**WHAT IS REQUIRED**
Locate every line in the material below that contains the word "bark" and copy each one.

**RECORDS TO PROCESS**

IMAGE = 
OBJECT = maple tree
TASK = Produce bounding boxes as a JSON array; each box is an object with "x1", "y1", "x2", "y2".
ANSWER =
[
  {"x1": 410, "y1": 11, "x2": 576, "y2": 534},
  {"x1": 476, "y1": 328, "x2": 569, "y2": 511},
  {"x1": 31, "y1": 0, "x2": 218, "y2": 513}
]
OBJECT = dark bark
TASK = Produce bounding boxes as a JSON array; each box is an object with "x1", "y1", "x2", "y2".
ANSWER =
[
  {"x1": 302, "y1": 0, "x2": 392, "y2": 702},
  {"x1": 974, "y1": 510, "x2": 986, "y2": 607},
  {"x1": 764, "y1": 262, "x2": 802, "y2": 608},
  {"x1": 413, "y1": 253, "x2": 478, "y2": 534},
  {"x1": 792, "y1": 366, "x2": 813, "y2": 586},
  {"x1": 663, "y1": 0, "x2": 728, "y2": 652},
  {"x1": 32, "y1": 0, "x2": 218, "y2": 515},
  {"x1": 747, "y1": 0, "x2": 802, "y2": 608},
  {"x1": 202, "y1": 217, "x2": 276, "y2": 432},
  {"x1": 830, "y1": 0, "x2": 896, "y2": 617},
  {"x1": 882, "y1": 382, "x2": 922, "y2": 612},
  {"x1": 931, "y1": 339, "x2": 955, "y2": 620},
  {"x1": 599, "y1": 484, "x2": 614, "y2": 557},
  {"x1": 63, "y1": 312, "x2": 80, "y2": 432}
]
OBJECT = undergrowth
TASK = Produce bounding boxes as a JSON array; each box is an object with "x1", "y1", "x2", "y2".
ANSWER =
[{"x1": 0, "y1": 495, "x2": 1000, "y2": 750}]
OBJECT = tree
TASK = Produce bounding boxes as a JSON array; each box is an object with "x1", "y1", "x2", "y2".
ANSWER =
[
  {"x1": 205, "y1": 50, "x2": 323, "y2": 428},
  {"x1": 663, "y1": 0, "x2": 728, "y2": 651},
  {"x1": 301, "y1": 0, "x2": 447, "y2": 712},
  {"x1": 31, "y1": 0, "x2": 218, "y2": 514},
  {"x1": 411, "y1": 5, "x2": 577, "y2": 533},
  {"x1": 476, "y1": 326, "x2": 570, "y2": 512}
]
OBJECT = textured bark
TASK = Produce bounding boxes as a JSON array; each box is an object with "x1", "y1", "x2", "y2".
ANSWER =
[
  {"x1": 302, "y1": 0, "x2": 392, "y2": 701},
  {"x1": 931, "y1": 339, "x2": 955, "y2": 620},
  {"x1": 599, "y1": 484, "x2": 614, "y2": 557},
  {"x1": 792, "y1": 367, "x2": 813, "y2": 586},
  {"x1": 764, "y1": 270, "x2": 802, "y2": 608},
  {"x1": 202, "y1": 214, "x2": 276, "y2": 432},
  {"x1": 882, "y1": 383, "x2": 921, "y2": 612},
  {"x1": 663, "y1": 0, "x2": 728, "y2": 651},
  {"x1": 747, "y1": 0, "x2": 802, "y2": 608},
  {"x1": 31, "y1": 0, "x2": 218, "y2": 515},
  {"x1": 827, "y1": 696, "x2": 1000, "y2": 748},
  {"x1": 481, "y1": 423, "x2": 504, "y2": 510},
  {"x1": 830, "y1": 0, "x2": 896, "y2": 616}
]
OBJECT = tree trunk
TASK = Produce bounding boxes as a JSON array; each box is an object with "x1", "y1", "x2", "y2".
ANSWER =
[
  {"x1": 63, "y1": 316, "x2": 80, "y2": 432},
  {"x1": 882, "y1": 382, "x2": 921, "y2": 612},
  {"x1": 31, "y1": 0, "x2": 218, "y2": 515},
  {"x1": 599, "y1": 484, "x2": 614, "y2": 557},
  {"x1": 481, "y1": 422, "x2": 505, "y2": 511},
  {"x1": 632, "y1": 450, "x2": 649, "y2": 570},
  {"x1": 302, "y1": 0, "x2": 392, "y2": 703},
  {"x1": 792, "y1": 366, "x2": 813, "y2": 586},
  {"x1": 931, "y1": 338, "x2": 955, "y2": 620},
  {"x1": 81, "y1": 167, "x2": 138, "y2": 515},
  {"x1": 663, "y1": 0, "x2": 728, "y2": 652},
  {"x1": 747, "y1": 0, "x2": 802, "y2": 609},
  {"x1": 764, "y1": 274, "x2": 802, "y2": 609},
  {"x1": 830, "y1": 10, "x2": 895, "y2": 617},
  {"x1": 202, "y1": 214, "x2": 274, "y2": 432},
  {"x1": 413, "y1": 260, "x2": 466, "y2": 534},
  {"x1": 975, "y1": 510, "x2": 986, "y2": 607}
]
--
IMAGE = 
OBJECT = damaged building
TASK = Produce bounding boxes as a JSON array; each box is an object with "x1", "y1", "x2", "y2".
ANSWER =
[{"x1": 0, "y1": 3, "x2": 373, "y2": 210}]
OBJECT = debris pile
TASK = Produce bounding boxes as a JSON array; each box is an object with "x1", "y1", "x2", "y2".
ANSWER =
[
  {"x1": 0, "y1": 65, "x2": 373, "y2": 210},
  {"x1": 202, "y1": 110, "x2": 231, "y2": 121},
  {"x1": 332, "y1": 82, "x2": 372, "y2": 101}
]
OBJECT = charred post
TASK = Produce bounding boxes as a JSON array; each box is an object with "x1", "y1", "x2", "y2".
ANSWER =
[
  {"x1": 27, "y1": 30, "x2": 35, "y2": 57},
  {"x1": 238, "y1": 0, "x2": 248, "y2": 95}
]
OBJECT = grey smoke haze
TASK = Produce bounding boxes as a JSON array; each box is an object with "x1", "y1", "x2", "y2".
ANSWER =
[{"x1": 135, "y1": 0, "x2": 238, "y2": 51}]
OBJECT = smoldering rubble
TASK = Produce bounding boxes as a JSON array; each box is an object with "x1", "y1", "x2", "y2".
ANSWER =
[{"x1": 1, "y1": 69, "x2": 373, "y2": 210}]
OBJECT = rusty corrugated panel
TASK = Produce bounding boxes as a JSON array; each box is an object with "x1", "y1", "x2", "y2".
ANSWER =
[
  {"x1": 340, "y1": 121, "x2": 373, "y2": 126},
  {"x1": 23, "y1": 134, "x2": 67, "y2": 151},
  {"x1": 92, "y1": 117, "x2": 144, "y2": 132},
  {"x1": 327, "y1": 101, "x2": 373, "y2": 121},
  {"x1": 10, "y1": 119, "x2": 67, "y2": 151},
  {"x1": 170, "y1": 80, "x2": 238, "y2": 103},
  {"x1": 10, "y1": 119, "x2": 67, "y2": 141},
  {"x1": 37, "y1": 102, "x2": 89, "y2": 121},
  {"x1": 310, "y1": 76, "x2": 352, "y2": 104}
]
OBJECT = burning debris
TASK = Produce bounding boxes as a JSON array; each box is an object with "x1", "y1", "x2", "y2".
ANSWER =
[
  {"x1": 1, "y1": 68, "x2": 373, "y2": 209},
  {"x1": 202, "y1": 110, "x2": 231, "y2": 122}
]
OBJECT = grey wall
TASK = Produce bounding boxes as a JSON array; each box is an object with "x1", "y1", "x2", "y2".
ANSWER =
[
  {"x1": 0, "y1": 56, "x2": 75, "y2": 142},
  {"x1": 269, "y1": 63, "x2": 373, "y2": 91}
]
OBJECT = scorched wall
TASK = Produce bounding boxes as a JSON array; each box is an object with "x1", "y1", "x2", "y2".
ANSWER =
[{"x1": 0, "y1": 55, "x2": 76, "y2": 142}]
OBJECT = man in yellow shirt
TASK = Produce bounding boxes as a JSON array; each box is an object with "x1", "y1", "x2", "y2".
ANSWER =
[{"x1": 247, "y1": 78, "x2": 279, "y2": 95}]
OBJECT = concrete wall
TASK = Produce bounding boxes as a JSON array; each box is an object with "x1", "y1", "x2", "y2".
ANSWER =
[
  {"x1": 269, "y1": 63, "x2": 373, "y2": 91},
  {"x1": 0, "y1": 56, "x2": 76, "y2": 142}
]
==
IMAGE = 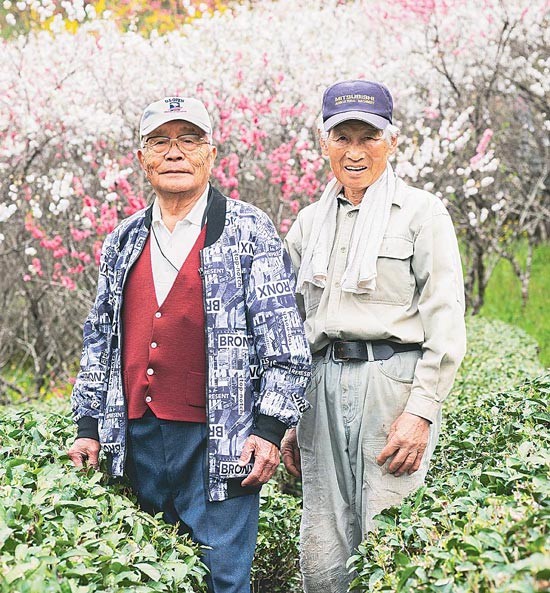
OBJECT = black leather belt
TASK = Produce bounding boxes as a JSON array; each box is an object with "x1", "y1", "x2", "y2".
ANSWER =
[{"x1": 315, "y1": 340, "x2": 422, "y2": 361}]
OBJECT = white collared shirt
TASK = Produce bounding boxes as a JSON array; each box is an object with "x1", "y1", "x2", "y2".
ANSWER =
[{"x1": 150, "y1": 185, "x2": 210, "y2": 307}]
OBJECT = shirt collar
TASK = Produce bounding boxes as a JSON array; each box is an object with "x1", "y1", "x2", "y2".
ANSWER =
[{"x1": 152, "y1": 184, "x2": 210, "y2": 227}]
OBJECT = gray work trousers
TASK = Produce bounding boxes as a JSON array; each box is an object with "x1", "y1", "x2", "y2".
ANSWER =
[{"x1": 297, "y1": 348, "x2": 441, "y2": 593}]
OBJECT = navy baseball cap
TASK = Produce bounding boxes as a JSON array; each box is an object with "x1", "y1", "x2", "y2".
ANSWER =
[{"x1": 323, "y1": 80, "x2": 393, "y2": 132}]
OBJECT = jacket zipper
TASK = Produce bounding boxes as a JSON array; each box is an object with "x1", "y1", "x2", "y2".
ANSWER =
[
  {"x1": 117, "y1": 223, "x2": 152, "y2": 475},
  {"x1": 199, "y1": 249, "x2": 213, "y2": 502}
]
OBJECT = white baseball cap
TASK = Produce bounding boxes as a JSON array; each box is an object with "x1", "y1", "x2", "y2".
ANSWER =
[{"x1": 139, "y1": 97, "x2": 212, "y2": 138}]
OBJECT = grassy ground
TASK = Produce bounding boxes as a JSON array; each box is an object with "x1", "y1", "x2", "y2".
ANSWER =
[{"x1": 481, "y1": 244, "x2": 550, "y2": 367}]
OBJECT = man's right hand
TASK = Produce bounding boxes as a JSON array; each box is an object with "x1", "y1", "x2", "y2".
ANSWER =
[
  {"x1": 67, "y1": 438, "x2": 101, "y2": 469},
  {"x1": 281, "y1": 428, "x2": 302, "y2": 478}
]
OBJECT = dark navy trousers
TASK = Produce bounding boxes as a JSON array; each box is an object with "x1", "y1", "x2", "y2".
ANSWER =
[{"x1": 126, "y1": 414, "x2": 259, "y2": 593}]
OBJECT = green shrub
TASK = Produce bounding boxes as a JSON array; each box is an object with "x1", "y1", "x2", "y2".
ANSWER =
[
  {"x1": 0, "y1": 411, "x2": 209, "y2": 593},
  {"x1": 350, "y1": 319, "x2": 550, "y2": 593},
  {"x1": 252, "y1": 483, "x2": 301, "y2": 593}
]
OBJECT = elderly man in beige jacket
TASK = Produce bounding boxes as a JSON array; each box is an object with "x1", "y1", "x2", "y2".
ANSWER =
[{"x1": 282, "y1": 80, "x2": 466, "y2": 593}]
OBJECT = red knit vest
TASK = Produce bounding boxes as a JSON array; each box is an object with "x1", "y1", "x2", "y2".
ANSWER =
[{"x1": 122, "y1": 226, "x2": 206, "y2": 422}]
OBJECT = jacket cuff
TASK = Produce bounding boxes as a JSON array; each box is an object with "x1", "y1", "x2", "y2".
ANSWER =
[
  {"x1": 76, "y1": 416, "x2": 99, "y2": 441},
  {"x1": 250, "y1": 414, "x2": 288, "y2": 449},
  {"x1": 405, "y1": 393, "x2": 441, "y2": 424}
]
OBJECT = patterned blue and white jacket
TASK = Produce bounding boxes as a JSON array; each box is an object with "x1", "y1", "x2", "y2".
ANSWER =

**EXERCISE RESULT**
OBJECT = dark bark
OBJECT = textured bark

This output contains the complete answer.